Excerpted text -
-- START --

Additionally, to promote the retention of our NEOs and ensure continuity and stability in Cerner's business following Mr. Patterson's passing in July 2017, the Compensation Committee awarded our NEOs (excluding Mr. Illig) retention awards in the form of time-based RSUs. More details on the specifics of these grants is provided below under "Compensation of the other NEOs."

Base Salary. As set forth above, the Compensation Committee reviews peer group data and recommendations proposed by the CEO, Chief People Officer and human resources compensation team prior to approving the base salary of our NEOs during the first quarter of each calendar year. Base salary is based on the duties and responsibilities that each NEO is expected to discharge during the current year and on the NEO's performance during the prior year. We also perform external market comparisons for the NEOs, relative to industry-specific peers as disclosed above, based on individual job responsibility. This comparison data helps ensure that the proposed NEO's compensation is within reasonable market comparison ranges and in line with our compensation strategy, detailed above.

Performance-Based Cash Incentive Compensation. Our performance-based cash incentive compensation plans are designed to provide a meaningful incentive on both a quarterly and annual basis to key associates and NEOs and to motivate them to assist in achieving short-term Company goals. Individual payments vary, depending on individual performance and, in some cases, business unit operational achievements. In 2017, we granted these cash incentives pursuant to our shareholder approved Cerner Corporation Performance-Based Compensation Plan (as amended and restated May 27, 2016) ("Performance-Based Compensation Plan"). Each of our NEOs was eligible to participate in this Performance-Based Compensation Plan.

-- END --

Problem details -
According to the excerpt on executive compensation, who proposes the recommendations that the Compensation Committee reviews before approving NEO base salaries? List them all. The data after this point isn't needed.

Extracted entries -
-- START --

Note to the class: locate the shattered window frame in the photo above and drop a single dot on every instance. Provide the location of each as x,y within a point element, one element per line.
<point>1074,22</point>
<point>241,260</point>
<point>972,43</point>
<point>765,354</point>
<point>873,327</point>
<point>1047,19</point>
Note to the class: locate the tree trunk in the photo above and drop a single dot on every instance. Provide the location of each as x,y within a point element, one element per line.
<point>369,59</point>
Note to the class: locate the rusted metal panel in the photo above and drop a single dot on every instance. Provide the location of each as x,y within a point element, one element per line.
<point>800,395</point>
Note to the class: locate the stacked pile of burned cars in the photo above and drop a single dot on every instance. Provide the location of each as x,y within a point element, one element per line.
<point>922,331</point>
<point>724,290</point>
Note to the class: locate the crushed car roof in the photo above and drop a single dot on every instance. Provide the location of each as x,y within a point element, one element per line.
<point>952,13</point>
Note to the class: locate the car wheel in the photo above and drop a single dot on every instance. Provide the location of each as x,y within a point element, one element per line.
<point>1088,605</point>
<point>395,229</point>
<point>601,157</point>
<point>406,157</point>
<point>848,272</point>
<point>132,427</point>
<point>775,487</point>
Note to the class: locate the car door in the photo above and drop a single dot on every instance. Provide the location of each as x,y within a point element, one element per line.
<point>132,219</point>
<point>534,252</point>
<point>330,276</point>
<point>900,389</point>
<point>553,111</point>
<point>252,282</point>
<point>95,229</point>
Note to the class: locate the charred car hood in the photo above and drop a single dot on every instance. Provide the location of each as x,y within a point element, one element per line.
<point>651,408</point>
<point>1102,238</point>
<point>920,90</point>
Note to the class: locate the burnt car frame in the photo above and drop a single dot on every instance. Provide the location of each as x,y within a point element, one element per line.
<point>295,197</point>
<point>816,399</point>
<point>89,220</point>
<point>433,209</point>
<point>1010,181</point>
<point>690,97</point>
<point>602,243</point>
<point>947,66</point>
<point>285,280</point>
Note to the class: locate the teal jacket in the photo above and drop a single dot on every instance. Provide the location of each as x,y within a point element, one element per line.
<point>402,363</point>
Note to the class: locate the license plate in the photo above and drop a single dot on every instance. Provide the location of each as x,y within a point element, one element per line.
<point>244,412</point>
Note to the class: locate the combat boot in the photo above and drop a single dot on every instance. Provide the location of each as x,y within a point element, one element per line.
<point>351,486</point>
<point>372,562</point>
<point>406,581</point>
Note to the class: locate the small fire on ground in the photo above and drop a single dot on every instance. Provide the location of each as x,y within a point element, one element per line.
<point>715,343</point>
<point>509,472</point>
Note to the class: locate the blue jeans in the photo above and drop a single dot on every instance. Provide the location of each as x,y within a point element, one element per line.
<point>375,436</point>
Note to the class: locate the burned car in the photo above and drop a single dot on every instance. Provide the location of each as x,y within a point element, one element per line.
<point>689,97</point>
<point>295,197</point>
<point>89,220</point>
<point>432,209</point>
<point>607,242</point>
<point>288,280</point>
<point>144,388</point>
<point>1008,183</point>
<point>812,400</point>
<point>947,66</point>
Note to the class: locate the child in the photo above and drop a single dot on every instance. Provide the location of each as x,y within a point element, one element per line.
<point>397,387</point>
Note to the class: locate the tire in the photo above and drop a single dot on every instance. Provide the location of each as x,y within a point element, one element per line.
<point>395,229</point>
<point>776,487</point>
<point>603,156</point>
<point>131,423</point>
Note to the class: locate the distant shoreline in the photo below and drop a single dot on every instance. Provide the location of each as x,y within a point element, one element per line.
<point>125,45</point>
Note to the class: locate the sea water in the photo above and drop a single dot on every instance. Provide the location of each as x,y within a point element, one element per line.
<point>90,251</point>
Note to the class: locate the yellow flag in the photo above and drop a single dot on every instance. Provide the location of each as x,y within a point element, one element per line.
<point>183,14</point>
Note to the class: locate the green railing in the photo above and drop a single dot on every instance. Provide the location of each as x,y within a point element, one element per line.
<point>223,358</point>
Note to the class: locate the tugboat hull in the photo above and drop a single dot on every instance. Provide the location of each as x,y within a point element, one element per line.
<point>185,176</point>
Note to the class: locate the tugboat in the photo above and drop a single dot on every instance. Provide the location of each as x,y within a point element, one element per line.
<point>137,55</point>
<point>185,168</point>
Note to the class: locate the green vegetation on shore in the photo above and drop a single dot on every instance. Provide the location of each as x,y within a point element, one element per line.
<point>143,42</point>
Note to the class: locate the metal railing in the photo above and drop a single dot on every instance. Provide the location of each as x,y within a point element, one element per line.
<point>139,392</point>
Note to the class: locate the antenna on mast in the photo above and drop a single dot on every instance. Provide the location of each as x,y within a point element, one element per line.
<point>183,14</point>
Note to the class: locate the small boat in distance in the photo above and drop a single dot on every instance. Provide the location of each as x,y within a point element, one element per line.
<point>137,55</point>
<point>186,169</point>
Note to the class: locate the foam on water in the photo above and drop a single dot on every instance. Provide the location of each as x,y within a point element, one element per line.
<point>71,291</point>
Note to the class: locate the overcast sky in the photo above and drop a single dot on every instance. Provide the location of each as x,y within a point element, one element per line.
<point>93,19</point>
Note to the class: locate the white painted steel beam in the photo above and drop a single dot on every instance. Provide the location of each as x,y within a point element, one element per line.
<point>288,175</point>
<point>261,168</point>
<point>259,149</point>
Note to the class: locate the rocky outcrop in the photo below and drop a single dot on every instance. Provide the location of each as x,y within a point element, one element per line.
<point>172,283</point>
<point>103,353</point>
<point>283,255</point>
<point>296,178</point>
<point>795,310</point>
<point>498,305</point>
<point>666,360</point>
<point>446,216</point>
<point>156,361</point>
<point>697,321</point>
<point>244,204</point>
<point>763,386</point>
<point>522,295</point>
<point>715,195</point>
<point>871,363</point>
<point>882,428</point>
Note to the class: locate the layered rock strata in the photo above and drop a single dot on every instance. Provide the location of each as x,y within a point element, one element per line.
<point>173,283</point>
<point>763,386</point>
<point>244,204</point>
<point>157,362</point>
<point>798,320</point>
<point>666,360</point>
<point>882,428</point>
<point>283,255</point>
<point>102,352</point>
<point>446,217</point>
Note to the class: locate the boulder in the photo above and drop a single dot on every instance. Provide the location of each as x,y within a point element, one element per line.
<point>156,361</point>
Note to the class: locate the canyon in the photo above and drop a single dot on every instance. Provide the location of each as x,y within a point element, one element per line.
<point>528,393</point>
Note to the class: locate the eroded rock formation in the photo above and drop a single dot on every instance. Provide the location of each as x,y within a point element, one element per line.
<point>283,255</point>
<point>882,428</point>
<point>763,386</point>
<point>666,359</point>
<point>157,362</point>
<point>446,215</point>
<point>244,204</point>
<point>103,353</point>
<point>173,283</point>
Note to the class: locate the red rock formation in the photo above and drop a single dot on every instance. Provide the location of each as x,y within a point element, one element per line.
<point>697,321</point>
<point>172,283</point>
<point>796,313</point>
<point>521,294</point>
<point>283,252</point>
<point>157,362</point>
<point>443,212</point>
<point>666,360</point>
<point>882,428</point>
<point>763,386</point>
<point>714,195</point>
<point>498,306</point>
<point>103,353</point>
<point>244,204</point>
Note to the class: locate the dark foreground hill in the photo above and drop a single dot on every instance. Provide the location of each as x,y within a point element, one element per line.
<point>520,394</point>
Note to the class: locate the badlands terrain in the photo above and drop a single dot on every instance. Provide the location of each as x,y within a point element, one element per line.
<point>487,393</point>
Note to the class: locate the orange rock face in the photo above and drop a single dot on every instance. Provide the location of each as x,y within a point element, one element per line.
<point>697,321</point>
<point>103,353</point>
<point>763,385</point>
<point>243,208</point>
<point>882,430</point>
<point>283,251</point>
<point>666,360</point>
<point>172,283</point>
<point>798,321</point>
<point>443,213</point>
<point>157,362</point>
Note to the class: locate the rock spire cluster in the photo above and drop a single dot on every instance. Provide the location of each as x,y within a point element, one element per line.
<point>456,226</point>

-- END --

Solution -
- The CEO
- The Chief People Officer
- The human resources compensation team